(Input material):
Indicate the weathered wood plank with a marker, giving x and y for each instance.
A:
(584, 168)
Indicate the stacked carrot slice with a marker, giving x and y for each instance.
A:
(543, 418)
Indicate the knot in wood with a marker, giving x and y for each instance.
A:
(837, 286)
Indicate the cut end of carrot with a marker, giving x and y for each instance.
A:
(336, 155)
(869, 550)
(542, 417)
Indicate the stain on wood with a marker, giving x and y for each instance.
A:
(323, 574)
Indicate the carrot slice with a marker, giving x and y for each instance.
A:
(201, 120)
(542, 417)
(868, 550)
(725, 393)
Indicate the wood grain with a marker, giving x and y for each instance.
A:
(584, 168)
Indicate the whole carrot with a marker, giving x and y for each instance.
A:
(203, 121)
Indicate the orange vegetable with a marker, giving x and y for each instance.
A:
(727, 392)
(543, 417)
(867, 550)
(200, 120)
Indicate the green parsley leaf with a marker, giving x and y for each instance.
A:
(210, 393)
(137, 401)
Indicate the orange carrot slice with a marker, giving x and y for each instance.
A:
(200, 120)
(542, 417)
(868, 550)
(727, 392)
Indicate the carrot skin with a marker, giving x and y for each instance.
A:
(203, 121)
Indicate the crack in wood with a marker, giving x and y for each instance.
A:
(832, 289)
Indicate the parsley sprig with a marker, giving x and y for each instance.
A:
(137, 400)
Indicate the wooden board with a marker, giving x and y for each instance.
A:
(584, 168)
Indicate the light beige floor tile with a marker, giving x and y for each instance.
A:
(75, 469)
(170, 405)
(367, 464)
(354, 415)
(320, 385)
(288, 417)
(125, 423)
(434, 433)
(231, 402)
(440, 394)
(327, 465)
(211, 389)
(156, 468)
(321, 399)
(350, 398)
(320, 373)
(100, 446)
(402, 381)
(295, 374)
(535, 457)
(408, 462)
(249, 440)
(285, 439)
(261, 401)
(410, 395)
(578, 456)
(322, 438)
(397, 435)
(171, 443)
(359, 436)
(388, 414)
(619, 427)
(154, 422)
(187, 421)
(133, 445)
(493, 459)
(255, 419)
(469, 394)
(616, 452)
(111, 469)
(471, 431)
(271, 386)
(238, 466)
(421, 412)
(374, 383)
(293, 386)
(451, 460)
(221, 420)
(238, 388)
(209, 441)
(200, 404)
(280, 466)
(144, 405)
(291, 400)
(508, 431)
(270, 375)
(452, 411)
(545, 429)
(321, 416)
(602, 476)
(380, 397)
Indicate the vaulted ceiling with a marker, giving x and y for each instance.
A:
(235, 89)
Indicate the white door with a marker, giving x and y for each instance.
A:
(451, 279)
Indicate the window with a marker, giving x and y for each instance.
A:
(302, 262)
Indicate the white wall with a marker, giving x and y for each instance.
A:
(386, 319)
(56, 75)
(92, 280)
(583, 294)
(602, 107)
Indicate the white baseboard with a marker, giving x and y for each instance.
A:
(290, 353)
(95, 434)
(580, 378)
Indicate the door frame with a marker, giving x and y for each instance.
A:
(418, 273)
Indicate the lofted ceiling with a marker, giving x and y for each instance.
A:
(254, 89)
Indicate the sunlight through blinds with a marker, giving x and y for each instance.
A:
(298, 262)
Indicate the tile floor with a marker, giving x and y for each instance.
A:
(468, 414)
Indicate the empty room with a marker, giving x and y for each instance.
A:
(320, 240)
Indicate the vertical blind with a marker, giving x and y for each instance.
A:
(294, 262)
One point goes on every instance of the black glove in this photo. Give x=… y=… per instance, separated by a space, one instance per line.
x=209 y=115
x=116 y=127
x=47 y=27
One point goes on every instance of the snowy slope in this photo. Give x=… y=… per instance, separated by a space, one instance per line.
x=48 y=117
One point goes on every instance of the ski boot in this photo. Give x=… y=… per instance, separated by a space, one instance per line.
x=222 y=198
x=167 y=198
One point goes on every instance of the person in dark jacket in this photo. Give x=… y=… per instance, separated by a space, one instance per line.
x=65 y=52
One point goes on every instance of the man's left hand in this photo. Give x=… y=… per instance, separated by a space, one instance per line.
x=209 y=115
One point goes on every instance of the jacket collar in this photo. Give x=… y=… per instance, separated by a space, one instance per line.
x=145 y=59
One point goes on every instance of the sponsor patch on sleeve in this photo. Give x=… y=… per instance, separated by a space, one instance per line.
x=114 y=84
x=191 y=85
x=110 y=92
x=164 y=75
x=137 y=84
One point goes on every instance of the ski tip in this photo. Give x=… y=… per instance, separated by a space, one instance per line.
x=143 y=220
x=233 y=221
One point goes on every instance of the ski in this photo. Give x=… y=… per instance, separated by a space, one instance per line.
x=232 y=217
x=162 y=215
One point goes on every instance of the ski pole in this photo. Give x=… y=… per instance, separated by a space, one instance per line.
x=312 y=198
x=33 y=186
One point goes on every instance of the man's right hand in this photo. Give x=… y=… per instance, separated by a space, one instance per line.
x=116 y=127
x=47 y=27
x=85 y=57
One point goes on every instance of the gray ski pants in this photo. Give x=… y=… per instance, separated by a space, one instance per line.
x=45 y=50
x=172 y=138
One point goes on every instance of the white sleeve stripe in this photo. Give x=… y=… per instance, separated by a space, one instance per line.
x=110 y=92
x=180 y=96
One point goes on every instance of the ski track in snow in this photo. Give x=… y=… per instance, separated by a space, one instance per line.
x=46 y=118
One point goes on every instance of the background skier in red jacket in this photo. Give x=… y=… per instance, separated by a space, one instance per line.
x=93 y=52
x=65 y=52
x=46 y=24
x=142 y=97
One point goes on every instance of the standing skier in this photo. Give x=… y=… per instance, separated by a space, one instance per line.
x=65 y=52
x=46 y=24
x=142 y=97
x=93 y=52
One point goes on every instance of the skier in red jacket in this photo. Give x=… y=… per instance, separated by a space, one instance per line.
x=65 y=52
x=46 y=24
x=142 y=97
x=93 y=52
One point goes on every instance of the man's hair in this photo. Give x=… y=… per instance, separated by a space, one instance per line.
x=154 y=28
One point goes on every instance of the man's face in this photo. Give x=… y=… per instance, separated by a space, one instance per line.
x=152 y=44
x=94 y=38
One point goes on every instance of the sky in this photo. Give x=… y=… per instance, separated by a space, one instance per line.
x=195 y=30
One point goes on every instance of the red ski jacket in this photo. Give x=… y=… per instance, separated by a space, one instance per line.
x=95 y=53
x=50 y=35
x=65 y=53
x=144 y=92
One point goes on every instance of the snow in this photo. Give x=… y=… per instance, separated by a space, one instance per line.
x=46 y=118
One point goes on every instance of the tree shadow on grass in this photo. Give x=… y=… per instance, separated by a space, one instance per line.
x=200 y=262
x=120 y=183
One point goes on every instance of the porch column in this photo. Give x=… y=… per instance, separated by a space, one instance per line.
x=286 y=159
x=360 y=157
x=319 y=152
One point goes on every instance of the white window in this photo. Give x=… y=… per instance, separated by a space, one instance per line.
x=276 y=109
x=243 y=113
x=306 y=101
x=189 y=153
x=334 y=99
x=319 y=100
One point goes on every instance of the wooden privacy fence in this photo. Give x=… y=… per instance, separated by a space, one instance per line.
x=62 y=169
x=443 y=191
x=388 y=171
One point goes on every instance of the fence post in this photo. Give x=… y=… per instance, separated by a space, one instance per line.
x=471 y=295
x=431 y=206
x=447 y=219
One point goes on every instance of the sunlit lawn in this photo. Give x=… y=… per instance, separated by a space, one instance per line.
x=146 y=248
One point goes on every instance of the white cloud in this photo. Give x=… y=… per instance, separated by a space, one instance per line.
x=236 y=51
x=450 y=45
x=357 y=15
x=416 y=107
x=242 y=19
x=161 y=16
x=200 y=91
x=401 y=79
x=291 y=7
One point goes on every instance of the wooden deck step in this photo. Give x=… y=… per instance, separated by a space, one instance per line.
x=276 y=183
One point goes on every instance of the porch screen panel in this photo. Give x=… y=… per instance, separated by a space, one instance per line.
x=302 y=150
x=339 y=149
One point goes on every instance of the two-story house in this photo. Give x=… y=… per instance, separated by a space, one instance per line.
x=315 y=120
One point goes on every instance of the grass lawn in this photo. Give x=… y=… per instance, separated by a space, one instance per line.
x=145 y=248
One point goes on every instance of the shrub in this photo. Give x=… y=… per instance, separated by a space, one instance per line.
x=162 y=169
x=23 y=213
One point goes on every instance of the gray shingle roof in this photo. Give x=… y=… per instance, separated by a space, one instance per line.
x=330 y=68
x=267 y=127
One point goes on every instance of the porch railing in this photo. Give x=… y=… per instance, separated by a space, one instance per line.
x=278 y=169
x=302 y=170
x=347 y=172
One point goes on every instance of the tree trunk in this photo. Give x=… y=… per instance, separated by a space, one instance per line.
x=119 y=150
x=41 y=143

(Task to carry out):
Format the lines above as a JSON list of strings, one string per line and no blank lines, starting with the line that contains "One point goes on every instance of the background" and ending with the line that contains "x=120 y=183". Include only those lines, with both ends counted.

(Written answer):
[
  "One point goes on every instance of the background skier in red jacket in this photo. Give x=… y=… per instance, separated by a space, one instance per line.",
  "x=93 y=52",
  "x=65 y=52",
  "x=46 y=24",
  "x=142 y=97",
  "One point goes on every instance of the standing skier in this photo. Give x=… y=… per instance, separated by a space, one instance per line.",
  "x=65 y=52",
  "x=46 y=24",
  "x=142 y=97",
  "x=93 y=52",
  "One point goes on every instance of the skier in red jacket in this photo. Give x=… y=… per instance, separated by a space, one instance per line.",
  "x=65 y=52",
  "x=46 y=24",
  "x=142 y=97",
  "x=93 y=52",
  "One point goes on every instance of the man's hair in this photo. Give x=… y=… per instance, separated by a space, one instance per line.",
  "x=154 y=28",
  "One point goes on every instance of the man's face in this photo. Give x=… y=… per instance, separated by a space, one instance per line.",
  "x=152 y=44",
  "x=94 y=38",
  "One point goes on every instance of the sky in this photo. Give x=… y=… per instance, separated by a space, one instance per line.",
  "x=195 y=30",
  "One point goes on every instance of the red ski jacket in this photo. Give x=… y=… per instance, separated by a space, one instance per line.",
  "x=95 y=53",
  "x=50 y=35",
  "x=65 y=53",
  "x=144 y=92",
  "One point goes on every instance of the snow in this photo. Give x=… y=… per instance, separated by a space, one instance per line.",
  "x=46 y=118",
  "One point goes on every instance of the tree shadow on grass in this photo. Give x=… y=… per instance, separated by a space, one instance per line.",
  "x=200 y=262",
  "x=120 y=183"
]